++++ Trecho selecionado ++++

De ontem, de hoje e de sempre

Foto: Helena Chiarello - arquivo pessoal

____Alguns anos atrás, deparei-me com uma tarefa no mínimo esquisita, quando fazia minha especialização em Artes Plásticas.
_____A Orientadora da disciplina de Folclore Brasileiro havia solicitado uma autobiografia folclórica. Pensei: não vou ter nada para escrever sobre isso!
_____Voltei para casa com aquilo me cutucando o sossego, já pensando no que inventaria para não deixar de cumprir o trabalho. Adiei o máximo seu início, quase deixando para a última hora.
_____Um dia, com a menor vontade que tinha, sentei-me em frente ao computador. Rebusquei em minhas gavetas mentais qualquer coisa que eu pudesse relatar. Esforço mental de deixar a testa queimando.
_____Como se começa uma autobiografia? (Irritação!)
_____Com o nascimento da pessoa (No caso, o meu. E faz tempo isso). Mais esforço mental. “Vamos lá, escreve qualquer coisa, a primeira idéia que surgir. É só começar, o resto vem.” Repeti a mim mesma a frase tantas vezes dita aos outros.
_____Comecei a escrever.
_____Nasci no dia quatro de fevereiro, numa quarta-feira, às quatro horas da tarde. (Quase um número cabalístico.)
_____Por ocasião do meu nascimento, minha mãe foi atendida por uma parteira, o comum na época. Escrevi isso, parecendo tolas as palavras.

++++ Lista de linhas ++++

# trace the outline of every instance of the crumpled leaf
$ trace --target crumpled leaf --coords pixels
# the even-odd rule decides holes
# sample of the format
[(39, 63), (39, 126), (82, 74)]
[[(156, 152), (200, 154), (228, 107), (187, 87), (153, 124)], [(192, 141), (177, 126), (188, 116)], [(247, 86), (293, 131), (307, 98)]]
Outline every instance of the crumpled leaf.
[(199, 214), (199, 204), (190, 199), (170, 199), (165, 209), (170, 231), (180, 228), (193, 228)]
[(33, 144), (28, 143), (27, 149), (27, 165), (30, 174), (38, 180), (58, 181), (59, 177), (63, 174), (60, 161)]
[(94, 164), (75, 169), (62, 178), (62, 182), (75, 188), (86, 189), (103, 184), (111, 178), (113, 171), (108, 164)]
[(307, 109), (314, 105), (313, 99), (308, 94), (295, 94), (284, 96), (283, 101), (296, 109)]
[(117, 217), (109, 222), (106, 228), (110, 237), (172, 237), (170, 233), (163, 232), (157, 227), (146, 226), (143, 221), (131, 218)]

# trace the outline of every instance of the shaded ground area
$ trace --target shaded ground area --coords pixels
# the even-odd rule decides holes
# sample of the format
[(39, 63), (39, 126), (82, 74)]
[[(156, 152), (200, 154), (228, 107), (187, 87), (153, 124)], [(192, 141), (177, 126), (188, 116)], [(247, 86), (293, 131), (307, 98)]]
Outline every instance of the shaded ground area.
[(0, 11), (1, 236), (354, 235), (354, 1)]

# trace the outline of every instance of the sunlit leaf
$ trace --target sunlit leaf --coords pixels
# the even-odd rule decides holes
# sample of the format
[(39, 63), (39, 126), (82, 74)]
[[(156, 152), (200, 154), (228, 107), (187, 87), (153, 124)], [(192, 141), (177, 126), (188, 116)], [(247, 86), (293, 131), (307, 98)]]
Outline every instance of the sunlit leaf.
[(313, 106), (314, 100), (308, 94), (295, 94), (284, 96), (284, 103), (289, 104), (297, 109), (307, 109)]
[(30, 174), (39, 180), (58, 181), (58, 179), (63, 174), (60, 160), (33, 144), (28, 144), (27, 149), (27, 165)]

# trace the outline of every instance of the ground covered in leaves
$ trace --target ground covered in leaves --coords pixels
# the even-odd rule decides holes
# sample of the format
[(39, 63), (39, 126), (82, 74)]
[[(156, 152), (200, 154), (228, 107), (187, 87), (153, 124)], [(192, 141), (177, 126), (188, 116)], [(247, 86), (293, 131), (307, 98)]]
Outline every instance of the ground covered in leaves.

++++

* _Enunciado_:
Você pode repetir, sem nenhuma alteração, a parte do trecho selecionado que vai de "Foto: Helena Chiarello" a "escrever sobre isso!"?

* _Resposta do exercício_:
Foto: Helena Chiarello - arquivo pessoal

____Alguns anos atrás, deparei-me com uma tarefa no mínimo esquisita, quando fazia minha especialização em Artes Plásticas.
_____A Orientadora da disciplina de Folclore Brasileiro havia solicitado uma autobiografia folclórica. Pensei: não vou ter nada para escrever sobre isso!